- [Fragmento de lectura]
+ + + + +

El espíritu público se agitaba y conmovía ante la noticia de que, destruido totalmente el poder militar del Perú en las batallas de Chorrillos y Miraflores, era probable que el General Baquedano, seguido de una gran parte del ejército vencedor, regresara a Santiago. La esperanza se convirtió en realidad, se fijó para el 14 de marzo la entrada triunfal a Santiago de los gloriosos soldados de Chile.
A medida que la fecha fijada se acercaba, cundía el entusiasmo en la opinión pública y adquiría los caracteres de un verdadero delirio. La gente iba y venía precipitadamente por las calles, presa de grande agitación; en los paseos públicos, en las reuniones, en los centros sociales, en las casas particulares, en los colegios, en todas partes se comentaba con frenesí el suceso por venir. Se estimaba que transcurrían con mucha lentitud los minutos que nos separaban del momento en que pudiéramos ver y encontrar cerca de nosotros a los heroicos y gloriosos soldados que, cubiertos todavía con el polvo de los combates, venían a descargar en el suelo de la patria los laureles conquistados en el campo de batalla.
Los preparativos
Empezaron nerviosamente los preparativos para la recepción. La Alameda de las Delicias fue cubierta de grandes arcos de triunfo, llenos de ramas, flores, escudos e inscripciones con los nombres de las batallas ganadas y de los jefes y oficiales distinguidos que llegaban y también de los muertos que habían preferido el camino de la inmortalidad.

+ + + + +

- [Extracto de datos]
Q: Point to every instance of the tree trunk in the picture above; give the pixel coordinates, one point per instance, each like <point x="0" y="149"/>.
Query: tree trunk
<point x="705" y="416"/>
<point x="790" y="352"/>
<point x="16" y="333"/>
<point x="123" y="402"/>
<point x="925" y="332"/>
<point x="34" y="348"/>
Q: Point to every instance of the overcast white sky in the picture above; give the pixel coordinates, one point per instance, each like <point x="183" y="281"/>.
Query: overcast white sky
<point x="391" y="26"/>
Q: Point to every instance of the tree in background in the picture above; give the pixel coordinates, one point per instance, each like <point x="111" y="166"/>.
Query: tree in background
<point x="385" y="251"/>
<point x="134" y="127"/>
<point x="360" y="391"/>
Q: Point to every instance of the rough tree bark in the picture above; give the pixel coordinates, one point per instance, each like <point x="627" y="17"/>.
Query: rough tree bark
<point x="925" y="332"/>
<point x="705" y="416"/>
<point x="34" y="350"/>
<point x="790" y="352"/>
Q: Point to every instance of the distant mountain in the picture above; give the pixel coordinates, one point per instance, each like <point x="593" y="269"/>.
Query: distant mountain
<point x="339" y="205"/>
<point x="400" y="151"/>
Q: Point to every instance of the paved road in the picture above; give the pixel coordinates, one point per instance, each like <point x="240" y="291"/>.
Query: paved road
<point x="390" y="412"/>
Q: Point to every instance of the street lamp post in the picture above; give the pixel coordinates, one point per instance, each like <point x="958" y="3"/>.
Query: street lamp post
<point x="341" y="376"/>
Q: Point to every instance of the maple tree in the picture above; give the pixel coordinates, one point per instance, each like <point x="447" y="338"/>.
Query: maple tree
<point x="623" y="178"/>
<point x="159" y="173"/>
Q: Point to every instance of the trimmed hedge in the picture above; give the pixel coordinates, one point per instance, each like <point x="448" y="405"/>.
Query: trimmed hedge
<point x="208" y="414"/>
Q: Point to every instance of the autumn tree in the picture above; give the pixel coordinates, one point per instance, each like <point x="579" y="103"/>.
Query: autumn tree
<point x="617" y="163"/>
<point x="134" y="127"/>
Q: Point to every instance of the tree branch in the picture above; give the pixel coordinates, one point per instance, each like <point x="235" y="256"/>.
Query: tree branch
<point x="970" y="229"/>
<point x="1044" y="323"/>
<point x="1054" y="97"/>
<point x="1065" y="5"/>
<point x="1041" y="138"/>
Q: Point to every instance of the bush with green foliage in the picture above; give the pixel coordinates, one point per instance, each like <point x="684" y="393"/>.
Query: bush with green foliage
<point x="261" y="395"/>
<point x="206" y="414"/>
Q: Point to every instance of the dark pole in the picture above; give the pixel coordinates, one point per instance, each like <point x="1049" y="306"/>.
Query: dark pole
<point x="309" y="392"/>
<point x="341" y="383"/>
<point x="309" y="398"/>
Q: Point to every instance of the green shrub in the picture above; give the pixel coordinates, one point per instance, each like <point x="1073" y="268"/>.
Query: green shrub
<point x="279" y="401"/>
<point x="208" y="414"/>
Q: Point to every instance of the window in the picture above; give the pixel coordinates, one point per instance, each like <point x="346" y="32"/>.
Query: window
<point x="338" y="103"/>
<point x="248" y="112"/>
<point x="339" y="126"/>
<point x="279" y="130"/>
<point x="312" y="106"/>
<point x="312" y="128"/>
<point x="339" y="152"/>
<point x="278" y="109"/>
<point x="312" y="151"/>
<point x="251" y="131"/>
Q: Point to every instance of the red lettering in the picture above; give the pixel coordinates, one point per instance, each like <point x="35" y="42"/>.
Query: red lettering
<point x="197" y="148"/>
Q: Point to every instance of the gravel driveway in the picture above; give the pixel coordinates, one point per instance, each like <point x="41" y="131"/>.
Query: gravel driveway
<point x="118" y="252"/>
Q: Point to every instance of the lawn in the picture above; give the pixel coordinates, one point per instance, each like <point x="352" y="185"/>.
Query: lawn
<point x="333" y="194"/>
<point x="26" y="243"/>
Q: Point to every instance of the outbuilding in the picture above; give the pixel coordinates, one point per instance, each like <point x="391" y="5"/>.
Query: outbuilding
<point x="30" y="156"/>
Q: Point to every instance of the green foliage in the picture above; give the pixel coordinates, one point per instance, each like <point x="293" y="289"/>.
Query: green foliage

+ + + + +

- [Problema escrito 1]
Según el fragmento de lectura, ¿qué fecha se fijó para la entrada triunfal de los soldados de Chile a Santiago?
- [Problema escrito 2]
Escribe otra vez el fragmento de lectura desde "El espíritu público" hasta "soldados de Chile.", pero cambia "Santiago" por "la capital".

- [Respuesta del ejercicio 1]
El 14 de marzo.

- [Respuesta del ejercicio 2]
El espíritu público se agitaba y conmovía ante la noticia de que, destruido totalmente el poder militar del Perú en las batallas de Chorrillos y Miraflores, era probable que el General Baquedano, seguido de una gran parte del ejército vencedor, regresara a la capital. La esperanza se convirtió en realidad, se fijó para el 14 de marzo la entrada triunfal a la capital de los gloriosos soldados de Chile.